- Instructions to follow
Copy every one of the rows below word for word, keeping each line unchanged.

# start of Information supplied

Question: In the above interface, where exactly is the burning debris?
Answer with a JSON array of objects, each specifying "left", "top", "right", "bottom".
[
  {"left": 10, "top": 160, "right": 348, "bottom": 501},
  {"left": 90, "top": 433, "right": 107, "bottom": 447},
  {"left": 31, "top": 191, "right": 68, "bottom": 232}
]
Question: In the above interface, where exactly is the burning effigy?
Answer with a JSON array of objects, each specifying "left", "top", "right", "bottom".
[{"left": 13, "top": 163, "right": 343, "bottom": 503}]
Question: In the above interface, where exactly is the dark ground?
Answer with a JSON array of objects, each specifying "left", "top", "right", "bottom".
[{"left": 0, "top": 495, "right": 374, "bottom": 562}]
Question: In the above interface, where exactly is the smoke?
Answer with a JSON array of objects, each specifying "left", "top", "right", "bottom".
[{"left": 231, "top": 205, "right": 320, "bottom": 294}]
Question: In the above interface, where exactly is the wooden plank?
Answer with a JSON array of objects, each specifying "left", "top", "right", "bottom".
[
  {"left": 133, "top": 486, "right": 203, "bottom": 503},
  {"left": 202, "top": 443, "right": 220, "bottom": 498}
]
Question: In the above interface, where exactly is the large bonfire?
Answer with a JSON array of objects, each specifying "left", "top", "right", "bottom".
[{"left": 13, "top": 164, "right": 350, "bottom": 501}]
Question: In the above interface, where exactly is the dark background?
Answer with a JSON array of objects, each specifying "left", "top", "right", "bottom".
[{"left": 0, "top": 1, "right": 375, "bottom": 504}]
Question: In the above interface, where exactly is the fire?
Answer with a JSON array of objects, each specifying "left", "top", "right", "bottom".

# end of Information supplied

- Response below
Question: In the above interface, where exactly is the burning debris?
Answer with a JSON array of objects, each specifying "left", "top", "right", "bottom".
[
  {"left": 10, "top": 160, "right": 348, "bottom": 501},
  {"left": 90, "top": 433, "right": 107, "bottom": 447},
  {"left": 31, "top": 191, "right": 68, "bottom": 232}
]
Question: In the above interface, where exactly is the burning effigy?
Answer with a JSON array of objects, each specifying "left", "top", "right", "bottom".
[{"left": 13, "top": 163, "right": 343, "bottom": 503}]
Question: In the above interface, where exactly is the dark ground?
Answer with a JSON array of objects, each specifying "left", "top", "right", "bottom".
[{"left": 0, "top": 495, "right": 374, "bottom": 562}]
Question: In the above interface, where exactly is the smoke?
Answer with a JSON array of objects, each specifying "left", "top", "right", "bottom".
[{"left": 231, "top": 205, "right": 320, "bottom": 294}]
Question: In the above interface, where exactly is the wooden plank?
Answer with a JSON array of objects, each specifying "left", "top", "right", "bottom".
[
  {"left": 133, "top": 486, "right": 203, "bottom": 503},
  {"left": 202, "top": 443, "right": 220, "bottom": 498}
]
Question: In the above interface, where exactly is the large bonfire?
Answer with a JSON array of objects, each specifying "left", "top", "right", "bottom".
[{"left": 13, "top": 164, "right": 350, "bottom": 501}]
Question: In the above interface, where exactly is the dark background?
Answer with a JSON array of objects, each specifying "left", "top", "right", "bottom".
[{"left": 0, "top": 1, "right": 375, "bottom": 504}]
Question: In the above interface, where exactly is the fire?
Answer with a JSON array of objects, each specifying "left", "top", "right", "bottom".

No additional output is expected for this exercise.